Task prompt ->
Write out everything from the start of the records down to the line containing "[[225,243],[260,240],[259,167],[227,172],[224,178]]", putting "patio door" in place of "sliding glass door" and leaving the rest unchanged.

▼

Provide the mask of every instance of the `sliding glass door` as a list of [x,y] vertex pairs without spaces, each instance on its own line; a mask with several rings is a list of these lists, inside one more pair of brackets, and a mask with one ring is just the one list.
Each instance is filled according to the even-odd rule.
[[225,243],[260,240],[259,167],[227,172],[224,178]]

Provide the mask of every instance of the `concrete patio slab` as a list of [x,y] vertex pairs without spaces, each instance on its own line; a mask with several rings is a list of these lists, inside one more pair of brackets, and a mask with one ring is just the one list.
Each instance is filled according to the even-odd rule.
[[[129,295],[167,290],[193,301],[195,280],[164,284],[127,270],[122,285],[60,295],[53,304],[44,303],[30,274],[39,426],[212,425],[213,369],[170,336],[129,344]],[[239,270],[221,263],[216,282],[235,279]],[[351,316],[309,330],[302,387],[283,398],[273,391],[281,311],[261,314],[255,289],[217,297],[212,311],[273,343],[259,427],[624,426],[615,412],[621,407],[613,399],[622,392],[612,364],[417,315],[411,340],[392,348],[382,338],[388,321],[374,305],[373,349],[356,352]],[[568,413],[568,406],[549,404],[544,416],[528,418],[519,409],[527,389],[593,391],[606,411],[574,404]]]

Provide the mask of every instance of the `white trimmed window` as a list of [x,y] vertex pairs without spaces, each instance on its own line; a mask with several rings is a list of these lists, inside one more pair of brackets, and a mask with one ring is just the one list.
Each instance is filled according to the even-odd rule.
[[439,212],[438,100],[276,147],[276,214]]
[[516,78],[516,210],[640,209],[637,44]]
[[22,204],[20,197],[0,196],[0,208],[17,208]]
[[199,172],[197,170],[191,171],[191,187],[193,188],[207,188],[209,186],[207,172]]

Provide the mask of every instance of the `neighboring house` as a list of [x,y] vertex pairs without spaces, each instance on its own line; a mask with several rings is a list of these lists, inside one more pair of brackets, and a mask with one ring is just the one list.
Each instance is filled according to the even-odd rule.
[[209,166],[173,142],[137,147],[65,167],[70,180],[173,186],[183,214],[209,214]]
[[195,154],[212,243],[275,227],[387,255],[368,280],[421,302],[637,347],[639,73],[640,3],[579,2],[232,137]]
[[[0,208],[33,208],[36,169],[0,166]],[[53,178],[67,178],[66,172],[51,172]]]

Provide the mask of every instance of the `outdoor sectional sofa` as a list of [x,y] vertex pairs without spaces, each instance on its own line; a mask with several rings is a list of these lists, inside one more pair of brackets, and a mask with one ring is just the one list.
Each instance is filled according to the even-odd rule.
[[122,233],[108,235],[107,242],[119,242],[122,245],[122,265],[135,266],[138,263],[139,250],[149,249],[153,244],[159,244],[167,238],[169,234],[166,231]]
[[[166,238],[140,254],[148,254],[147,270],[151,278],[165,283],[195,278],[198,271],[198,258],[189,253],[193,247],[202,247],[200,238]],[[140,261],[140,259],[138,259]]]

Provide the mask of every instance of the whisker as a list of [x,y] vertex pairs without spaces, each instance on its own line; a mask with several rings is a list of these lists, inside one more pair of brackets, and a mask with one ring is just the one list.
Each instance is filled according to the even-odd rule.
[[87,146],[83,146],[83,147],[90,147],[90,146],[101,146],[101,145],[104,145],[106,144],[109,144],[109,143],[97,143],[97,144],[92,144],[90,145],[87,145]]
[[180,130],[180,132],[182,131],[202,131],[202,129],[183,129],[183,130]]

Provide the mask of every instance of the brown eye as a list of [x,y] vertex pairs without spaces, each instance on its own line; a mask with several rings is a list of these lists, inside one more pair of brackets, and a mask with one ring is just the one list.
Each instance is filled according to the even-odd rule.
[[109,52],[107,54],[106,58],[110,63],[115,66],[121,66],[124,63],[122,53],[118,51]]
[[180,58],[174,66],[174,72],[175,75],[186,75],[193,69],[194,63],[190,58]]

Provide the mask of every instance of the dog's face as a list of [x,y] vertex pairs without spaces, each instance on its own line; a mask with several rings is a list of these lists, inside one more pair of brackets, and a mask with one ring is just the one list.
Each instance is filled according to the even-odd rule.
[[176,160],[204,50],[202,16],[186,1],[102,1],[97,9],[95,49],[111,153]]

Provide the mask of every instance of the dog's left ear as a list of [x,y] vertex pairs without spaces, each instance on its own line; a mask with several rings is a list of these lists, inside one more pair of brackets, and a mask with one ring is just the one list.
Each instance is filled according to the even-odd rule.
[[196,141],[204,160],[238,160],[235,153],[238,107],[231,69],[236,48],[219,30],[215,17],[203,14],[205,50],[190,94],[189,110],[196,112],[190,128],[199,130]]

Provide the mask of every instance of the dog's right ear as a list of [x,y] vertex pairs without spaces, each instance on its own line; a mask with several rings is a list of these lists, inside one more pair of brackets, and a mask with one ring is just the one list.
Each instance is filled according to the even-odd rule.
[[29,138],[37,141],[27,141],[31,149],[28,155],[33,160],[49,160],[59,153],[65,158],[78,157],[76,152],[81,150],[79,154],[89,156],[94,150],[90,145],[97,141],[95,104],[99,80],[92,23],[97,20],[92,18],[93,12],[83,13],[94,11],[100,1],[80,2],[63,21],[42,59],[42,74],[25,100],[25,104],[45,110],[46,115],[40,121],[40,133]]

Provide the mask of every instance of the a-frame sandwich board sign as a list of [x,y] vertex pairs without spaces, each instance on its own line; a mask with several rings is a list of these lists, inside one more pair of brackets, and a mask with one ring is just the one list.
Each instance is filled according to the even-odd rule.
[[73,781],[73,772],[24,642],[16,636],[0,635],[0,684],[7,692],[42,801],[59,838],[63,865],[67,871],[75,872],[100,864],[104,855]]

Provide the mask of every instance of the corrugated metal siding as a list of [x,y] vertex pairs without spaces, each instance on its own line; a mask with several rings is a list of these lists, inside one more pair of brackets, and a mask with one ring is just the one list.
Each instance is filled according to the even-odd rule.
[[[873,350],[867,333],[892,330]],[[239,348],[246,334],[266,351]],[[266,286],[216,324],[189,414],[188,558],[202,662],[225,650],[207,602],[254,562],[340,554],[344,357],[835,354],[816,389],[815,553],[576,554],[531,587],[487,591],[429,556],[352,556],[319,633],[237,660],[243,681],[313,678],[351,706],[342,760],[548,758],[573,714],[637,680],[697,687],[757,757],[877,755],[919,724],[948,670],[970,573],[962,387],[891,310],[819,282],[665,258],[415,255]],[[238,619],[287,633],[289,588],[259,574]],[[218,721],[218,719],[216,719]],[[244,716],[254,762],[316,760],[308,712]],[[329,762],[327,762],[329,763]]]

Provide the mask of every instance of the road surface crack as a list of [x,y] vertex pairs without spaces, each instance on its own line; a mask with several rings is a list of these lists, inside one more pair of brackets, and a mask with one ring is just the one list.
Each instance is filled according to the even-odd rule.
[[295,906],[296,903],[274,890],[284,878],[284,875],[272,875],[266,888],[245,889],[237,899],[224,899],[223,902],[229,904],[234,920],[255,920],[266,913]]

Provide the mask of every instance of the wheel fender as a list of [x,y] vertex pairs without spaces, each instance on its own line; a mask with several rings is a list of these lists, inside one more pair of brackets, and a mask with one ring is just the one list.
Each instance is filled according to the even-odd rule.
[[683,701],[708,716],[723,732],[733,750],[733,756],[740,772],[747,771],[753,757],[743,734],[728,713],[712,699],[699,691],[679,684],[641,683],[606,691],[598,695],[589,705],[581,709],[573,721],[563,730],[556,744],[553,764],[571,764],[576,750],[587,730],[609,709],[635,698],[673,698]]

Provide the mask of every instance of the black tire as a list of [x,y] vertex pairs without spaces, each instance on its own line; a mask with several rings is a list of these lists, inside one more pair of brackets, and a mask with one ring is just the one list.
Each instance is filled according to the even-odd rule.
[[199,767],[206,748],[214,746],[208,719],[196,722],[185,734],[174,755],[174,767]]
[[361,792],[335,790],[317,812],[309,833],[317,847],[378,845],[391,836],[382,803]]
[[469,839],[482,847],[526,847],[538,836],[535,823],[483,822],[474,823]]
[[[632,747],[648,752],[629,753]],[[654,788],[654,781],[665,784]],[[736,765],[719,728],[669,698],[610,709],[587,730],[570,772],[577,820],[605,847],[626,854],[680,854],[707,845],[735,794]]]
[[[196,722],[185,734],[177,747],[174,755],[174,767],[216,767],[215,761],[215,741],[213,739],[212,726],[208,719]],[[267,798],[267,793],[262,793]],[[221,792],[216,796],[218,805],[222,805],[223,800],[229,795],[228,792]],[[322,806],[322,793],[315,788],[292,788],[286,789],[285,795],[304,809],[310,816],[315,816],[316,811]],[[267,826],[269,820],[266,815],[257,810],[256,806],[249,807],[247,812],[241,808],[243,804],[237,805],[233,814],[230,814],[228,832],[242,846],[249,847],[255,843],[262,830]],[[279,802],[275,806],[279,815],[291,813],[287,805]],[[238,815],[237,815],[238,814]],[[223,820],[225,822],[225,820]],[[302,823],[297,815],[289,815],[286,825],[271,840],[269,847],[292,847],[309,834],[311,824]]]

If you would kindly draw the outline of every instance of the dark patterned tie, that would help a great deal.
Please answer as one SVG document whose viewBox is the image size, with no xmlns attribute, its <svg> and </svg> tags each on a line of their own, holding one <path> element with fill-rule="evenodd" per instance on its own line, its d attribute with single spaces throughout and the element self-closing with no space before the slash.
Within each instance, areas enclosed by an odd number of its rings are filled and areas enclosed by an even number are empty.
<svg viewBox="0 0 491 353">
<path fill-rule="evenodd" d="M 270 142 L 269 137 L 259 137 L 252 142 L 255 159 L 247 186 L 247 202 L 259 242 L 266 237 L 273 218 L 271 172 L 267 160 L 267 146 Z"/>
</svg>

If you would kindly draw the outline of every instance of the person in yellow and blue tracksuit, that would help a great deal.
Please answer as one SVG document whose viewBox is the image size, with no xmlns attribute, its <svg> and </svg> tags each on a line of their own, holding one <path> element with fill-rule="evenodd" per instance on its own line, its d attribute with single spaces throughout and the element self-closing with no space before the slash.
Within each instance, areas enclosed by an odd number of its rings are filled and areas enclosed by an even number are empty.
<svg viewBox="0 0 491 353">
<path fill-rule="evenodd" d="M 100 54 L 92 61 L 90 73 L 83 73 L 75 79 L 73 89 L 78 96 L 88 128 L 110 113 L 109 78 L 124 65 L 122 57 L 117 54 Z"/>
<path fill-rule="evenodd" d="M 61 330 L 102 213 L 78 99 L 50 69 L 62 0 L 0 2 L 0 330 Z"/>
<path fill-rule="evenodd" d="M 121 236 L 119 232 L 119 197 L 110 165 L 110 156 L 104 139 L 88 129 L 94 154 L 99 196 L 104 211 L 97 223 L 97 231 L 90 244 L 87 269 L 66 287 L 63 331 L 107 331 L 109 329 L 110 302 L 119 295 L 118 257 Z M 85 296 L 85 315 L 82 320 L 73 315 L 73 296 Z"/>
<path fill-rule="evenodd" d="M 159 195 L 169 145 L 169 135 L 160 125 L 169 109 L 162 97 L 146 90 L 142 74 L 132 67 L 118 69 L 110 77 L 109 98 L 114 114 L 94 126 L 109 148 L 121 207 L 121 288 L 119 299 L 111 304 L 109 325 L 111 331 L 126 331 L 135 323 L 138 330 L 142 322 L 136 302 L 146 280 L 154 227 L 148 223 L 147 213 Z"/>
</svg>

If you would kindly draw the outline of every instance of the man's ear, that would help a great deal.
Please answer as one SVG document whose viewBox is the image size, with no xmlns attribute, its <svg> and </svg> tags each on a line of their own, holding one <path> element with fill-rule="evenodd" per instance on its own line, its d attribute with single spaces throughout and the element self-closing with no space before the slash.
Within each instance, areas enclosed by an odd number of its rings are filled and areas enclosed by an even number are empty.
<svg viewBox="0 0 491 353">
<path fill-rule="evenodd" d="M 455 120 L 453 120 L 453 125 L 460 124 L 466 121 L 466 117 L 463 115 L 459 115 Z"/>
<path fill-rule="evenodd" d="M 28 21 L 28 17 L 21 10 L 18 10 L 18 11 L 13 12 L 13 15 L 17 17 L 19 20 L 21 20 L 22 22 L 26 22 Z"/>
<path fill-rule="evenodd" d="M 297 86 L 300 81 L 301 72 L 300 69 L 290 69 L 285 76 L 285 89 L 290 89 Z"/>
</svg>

▲

Answer to the exercise ->
Provide the mask of every instance of the `patio door` as a list of [x,y] vertex pairs without spaces, each instance on its own line; a mask with several rings is a list of these lists, inside one more pair of brackets, and a mask with one ring is just the one list.
Each instance is filled according to the even-odd rule.
[[225,243],[260,240],[259,167],[227,172],[224,178]]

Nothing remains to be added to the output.